- Opening Delimiter -
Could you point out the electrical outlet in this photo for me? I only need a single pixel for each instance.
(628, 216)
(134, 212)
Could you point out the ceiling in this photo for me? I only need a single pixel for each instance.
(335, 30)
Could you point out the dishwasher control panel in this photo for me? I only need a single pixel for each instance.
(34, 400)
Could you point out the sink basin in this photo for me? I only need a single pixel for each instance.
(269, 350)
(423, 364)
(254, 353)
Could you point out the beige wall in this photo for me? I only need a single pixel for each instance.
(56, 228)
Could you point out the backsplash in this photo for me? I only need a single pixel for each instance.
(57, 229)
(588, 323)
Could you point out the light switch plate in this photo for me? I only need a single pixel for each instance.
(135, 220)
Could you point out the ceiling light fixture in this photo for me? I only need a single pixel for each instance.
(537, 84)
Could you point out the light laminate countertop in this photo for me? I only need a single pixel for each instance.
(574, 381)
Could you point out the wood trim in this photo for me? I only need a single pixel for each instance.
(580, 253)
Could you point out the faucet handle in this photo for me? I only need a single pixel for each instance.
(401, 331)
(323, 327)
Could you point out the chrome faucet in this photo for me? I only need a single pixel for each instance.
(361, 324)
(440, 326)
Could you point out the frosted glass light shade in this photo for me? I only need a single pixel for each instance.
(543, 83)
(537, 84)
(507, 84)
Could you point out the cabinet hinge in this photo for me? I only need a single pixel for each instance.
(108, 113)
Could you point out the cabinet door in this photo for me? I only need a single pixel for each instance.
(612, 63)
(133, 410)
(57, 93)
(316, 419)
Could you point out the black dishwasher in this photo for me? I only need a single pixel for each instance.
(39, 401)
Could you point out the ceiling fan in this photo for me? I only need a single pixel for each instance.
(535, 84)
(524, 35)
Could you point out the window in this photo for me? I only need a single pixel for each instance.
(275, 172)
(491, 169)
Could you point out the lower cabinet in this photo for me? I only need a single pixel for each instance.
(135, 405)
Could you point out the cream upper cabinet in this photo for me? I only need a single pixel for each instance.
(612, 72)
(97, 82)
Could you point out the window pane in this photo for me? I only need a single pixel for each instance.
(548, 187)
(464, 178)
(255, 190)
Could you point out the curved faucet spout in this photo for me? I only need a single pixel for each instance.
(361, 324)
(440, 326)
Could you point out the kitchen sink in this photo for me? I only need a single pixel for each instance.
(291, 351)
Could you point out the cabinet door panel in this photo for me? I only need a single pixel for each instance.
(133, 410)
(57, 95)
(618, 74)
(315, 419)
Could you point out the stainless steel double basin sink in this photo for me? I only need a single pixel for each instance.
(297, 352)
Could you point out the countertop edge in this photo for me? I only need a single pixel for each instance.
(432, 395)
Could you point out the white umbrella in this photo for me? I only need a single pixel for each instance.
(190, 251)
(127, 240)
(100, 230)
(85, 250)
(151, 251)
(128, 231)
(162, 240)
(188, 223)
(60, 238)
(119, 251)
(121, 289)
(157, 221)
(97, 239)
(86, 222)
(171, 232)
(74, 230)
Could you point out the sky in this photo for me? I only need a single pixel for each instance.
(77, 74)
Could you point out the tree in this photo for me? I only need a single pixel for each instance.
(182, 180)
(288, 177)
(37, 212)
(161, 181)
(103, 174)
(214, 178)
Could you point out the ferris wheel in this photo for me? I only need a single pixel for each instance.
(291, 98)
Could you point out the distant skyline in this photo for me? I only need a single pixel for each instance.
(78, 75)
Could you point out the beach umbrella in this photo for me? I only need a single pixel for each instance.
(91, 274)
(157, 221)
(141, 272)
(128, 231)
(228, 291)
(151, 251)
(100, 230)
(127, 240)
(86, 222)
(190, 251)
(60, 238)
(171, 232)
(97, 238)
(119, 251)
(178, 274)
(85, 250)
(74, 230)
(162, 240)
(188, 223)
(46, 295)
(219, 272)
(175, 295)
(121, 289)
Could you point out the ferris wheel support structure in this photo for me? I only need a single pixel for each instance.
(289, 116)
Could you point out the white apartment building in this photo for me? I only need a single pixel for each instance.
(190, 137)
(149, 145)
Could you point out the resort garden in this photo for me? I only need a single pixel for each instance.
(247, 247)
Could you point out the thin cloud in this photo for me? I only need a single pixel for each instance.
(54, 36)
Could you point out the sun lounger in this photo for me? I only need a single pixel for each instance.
- Closing Delimiter -
Please copy exactly, and only, the lines from the line containing "Could you point out the resort" through the last line of the records, with both ends included.

- WRITTEN SOLUTION -
Could you point out the resort garden in this photo for me? I only need a single pixel for each instance.
(247, 247)
Could you point out the thin cloud in this photo for me? I only need a single pixel for each instance.
(54, 36)
Could you point out the sun lounger in this photo for me? I only need a single pixel for each instance.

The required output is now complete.